• **Input material**
--*--

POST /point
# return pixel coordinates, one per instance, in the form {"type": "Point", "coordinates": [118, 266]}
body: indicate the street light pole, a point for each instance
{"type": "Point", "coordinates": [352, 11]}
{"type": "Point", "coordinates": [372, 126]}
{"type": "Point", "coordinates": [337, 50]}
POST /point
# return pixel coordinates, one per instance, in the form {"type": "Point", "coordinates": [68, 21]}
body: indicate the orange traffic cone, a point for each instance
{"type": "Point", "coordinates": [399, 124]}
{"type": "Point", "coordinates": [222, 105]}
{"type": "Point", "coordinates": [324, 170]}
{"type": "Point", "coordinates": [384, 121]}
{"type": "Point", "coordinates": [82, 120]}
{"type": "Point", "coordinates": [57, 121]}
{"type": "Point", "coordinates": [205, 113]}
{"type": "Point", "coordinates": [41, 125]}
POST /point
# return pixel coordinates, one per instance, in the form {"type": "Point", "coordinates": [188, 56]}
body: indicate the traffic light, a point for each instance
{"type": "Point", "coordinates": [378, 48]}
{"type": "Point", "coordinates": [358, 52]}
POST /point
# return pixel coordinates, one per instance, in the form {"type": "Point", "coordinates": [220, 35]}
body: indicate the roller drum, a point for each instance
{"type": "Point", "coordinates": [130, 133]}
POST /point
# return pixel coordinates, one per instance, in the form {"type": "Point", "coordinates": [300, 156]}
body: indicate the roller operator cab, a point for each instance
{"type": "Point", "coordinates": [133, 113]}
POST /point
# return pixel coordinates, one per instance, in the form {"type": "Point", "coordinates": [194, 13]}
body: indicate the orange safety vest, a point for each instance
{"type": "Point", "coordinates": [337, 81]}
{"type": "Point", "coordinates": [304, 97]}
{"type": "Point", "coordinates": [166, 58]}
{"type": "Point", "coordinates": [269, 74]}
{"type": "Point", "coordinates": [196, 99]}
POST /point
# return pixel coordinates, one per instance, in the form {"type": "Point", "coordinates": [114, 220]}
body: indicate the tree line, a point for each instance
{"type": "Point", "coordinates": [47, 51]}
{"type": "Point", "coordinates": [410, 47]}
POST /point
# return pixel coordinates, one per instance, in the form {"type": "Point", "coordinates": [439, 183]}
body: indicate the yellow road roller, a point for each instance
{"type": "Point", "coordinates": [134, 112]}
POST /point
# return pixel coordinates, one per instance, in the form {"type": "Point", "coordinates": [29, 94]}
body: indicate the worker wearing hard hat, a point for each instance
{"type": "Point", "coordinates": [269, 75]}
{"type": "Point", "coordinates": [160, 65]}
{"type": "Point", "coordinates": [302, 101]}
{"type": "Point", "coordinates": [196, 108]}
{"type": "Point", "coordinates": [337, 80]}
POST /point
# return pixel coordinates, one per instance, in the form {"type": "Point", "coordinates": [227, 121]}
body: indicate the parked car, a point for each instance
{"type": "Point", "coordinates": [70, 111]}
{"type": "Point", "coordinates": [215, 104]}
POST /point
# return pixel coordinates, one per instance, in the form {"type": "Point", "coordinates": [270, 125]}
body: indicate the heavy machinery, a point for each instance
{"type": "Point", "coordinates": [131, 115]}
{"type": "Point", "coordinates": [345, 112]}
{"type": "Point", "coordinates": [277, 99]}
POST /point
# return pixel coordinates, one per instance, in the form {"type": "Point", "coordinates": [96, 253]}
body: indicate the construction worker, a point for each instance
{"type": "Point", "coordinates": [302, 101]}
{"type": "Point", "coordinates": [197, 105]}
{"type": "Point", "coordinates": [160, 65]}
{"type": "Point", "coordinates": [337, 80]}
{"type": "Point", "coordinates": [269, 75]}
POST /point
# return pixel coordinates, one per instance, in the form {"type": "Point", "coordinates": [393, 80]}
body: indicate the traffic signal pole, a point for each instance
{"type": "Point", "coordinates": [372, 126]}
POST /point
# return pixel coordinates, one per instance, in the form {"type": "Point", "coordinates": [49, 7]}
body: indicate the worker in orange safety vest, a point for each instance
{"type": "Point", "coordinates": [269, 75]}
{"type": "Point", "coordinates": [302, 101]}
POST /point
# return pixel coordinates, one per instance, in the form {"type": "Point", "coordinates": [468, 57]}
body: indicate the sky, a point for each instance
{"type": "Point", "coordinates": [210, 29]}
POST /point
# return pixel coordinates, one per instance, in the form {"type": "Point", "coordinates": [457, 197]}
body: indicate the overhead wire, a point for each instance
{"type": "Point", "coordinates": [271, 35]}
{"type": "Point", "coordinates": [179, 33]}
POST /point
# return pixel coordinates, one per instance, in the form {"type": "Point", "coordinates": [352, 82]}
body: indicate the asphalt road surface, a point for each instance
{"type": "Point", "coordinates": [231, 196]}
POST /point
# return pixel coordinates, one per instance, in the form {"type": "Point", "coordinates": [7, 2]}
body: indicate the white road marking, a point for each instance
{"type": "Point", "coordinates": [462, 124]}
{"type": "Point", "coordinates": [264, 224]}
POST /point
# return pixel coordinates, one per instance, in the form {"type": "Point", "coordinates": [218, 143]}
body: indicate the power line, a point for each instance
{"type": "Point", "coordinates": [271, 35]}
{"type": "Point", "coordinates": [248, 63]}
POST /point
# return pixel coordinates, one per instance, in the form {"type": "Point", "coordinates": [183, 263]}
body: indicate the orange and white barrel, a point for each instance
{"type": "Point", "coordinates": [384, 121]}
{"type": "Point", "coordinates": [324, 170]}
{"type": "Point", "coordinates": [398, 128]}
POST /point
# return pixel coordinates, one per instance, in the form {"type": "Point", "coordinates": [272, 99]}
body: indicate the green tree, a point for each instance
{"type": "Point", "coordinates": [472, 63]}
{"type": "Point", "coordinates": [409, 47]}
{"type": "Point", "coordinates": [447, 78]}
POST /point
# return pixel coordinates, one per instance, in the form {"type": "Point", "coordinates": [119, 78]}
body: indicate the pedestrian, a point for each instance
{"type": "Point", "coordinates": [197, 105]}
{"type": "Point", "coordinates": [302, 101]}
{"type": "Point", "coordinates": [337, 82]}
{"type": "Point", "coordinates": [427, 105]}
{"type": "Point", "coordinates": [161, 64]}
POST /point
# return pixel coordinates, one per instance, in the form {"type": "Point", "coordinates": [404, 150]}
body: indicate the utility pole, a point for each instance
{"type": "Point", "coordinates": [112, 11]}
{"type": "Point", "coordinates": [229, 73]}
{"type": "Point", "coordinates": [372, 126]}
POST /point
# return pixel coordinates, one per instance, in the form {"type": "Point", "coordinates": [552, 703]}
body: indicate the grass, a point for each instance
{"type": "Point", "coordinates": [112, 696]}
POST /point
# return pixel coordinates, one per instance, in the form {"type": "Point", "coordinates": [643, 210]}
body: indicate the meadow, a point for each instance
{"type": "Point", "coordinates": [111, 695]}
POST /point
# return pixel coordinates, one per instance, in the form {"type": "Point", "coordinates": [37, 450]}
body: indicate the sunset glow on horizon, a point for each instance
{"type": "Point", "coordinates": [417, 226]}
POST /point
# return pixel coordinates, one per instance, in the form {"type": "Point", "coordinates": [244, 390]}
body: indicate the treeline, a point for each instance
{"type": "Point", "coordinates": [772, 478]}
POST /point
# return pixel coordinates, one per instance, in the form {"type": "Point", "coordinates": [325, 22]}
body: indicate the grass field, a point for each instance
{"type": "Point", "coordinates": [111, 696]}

--*--

• **Given instruction**
Extract all of the data above without altering anything.

• **Exercise solution**
POST /point
# return pixel coordinates, one per instance, in the form {"type": "Point", "coordinates": [118, 266]}
body: indicate the street light pole, a point for each instance
{"type": "Point", "coordinates": [352, 11]}
{"type": "Point", "coordinates": [372, 126]}
{"type": "Point", "coordinates": [337, 50]}
POST /point
# return pixel coordinates, one per instance, in the form {"type": "Point", "coordinates": [68, 21]}
body: indicate the orange traffic cone, a point for each instance
{"type": "Point", "coordinates": [399, 124]}
{"type": "Point", "coordinates": [222, 105]}
{"type": "Point", "coordinates": [324, 170]}
{"type": "Point", "coordinates": [384, 121]}
{"type": "Point", "coordinates": [82, 120]}
{"type": "Point", "coordinates": [57, 121]}
{"type": "Point", "coordinates": [205, 113]}
{"type": "Point", "coordinates": [41, 125]}
POST /point
# return pixel coordinates, one per instance, in the form {"type": "Point", "coordinates": [188, 56]}
body: indicate the traffic light, a point for each instance
{"type": "Point", "coordinates": [378, 48]}
{"type": "Point", "coordinates": [358, 52]}
POST /point
# return pixel coordinates, one per instance, in the form {"type": "Point", "coordinates": [220, 35]}
body: indicate the roller drum, a point for each instance
{"type": "Point", "coordinates": [130, 133]}
POST /point
# return pixel coordinates, one per instance, in the form {"type": "Point", "coordinates": [300, 156]}
body: indicate the roller operator cab, a point for each instance
{"type": "Point", "coordinates": [133, 113]}
POST /point
# return pixel coordinates, one per instance, in the form {"type": "Point", "coordinates": [194, 13]}
body: indicate the orange safety vest, a point for each instance
{"type": "Point", "coordinates": [337, 81]}
{"type": "Point", "coordinates": [304, 97]}
{"type": "Point", "coordinates": [166, 58]}
{"type": "Point", "coordinates": [269, 74]}
{"type": "Point", "coordinates": [196, 99]}
POST /point
# return pixel coordinates, one per instance, in the form {"type": "Point", "coordinates": [114, 220]}
body: indicate the tree line, a point for each instance
{"type": "Point", "coordinates": [47, 51]}
{"type": "Point", "coordinates": [410, 47]}
POST /point
# return pixel coordinates, one per instance, in the form {"type": "Point", "coordinates": [439, 183]}
body: indicate the yellow road roller, a point for each instance
{"type": "Point", "coordinates": [134, 112]}
POST /point
# return pixel coordinates, one per instance, in the form {"type": "Point", "coordinates": [29, 94]}
body: indicate the worker wearing hard hat, a point for each instance
{"type": "Point", "coordinates": [269, 75]}
{"type": "Point", "coordinates": [160, 65]}
{"type": "Point", "coordinates": [302, 101]}
{"type": "Point", "coordinates": [196, 108]}
{"type": "Point", "coordinates": [337, 80]}
POST /point
# return pixel coordinates, one per instance, in the form {"type": "Point", "coordinates": [227, 121]}
body: indicate the parked car, a point for each instance
{"type": "Point", "coordinates": [70, 111]}
{"type": "Point", "coordinates": [215, 104]}
POST /point
# return pixel coordinates, one per instance, in the form {"type": "Point", "coordinates": [270, 125]}
body: indicate the heavy machinery, a point for each instance
{"type": "Point", "coordinates": [131, 115]}
{"type": "Point", "coordinates": [345, 112]}
{"type": "Point", "coordinates": [277, 99]}
POST /point
# return pixel coordinates, one per instance, in the form {"type": "Point", "coordinates": [96, 253]}
body: indicate the construction worker, a point for each instance
{"type": "Point", "coordinates": [302, 101]}
{"type": "Point", "coordinates": [197, 105]}
{"type": "Point", "coordinates": [160, 65]}
{"type": "Point", "coordinates": [337, 80]}
{"type": "Point", "coordinates": [269, 75]}
POST /point
# return pixel coordinates, one per instance, in the form {"type": "Point", "coordinates": [393, 80]}
body: indicate the traffic signal pole, a point for each instance
{"type": "Point", "coordinates": [372, 126]}
POST /point
# return pixel coordinates, one per instance, in the form {"type": "Point", "coordinates": [49, 7]}
body: indicate the worker in orange safety vest, a point for each instance
{"type": "Point", "coordinates": [269, 75]}
{"type": "Point", "coordinates": [302, 101]}
POST /point
# return pixel coordinates, one per instance, in the form {"type": "Point", "coordinates": [468, 57]}
body: indicate the sky, a point for each instance
{"type": "Point", "coordinates": [210, 29]}
POST /point
# return pixel coordinates, one per instance, in the form {"type": "Point", "coordinates": [457, 197]}
body: indicate the overhead wire, a point for each instance
{"type": "Point", "coordinates": [271, 35]}
{"type": "Point", "coordinates": [179, 33]}
POST /point
# return pixel coordinates, one per instance, in the form {"type": "Point", "coordinates": [352, 82]}
body: indicate the asphalt road surface, a point for each instance
{"type": "Point", "coordinates": [231, 196]}
POST /point
# return pixel coordinates, one per instance, in the form {"type": "Point", "coordinates": [7, 2]}
body: indicate the white road marking, a point for each instance
{"type": "Point", "coordinates": [462, 124]}
{"type": "Point", "coordinates": [264, 224]}
POST /point
# return pixel coordinates, one per instance, in the form {"type": "Point", "coordinates": [218, 143]}
body: indicate the power line, a point for each instance
{"type": "Point", "coordinates": [271, 35]}
{"type": "Point", "coordinates": [248, 63]}
POST /point
# return pixel coordinates, one per instance, in the form {"type": "Point", "coordinates": [183, 263]}
body: indicate the orange and white barrel, a point for each instance
{"type": "Point", "coordinates": [384, 121]}
{"type": "Point", "coordinates": [324, 170]}
{"type": "Point", "coordinates": [398, 128]}
POST /point
# return pixel coordinates, one per instance, in the form {"type": "Point", "coordinates": [272, 99]}
body: indicate the green tree, a point for each instance
{"type": "Point", "coordinates": [472, 63]}
{"type": "Point", "coordinates": [409, 47]}
{"type": "Point", "coordinates": [447, 78]}
POST /point
# return pixel coordinates, one per instance, in the form {"type": "Point", "coordinates": [119, 78]}
body: indicate the pedestrian, a point for each instance
{"type": "Point", "coordinates": [197, 105]}
{"type": "Point", "coordinates": [302, 101]}
{"type": "Point", "coordinates": [337, 82]}
{"type": "Point", "coordinates": [427, 105]}
{"type": "Point", "coordinates": [161, 64]}
POST /point
# return pixel coordinates, one per instance, in the form {"type": "Point", "coordinates": [404, 150]}
body: indicate the utility pole, a point for each instance
{"type": "Point", "coordinates": [112, 11]}
{"type": "Point", "coordinates": [229, 73]}
{"type": "Point", "coordinates": [372, 126]}
POST /point
# return pixel coordinates, one per instance, in the form {"type": "Point", "coordinates": [552, 703]}
body: indicate the grass, a point for each instance
{"type": "Point", "coordinates": [112, 696]}
POST /point
# return pixel coordinates, one per instance, in the form {"type": "Point", "coordinates": [643, 210]}
body: indicate the meadow, a point for each instance
{"type": "Point", "coordinates": [111, 695]}
POST /point
# return pixel coordinates, one per instance, in the form {"type": "Point", "coordinates": [37, 450]}
body: indicate the sunset glow on horizon, a point for each instance
{"type": "Point", "coordinates": [417, 226]}
POST /point
# return pixel coordinates, one per instance, in the form {"type": "Point", "coordinates": [244, 390]}
body: indicate the treeline, a point for each instance
{"type": "Point", "coordinates": [772, 478]}
POST /point
# return pixel coordinates, one per instance, in the form {"type": "Point", "coordinates": [325, 22]}
body: indicate the grass field, a point for each instance
{"type": "Point", "coordinates": [111, 696]}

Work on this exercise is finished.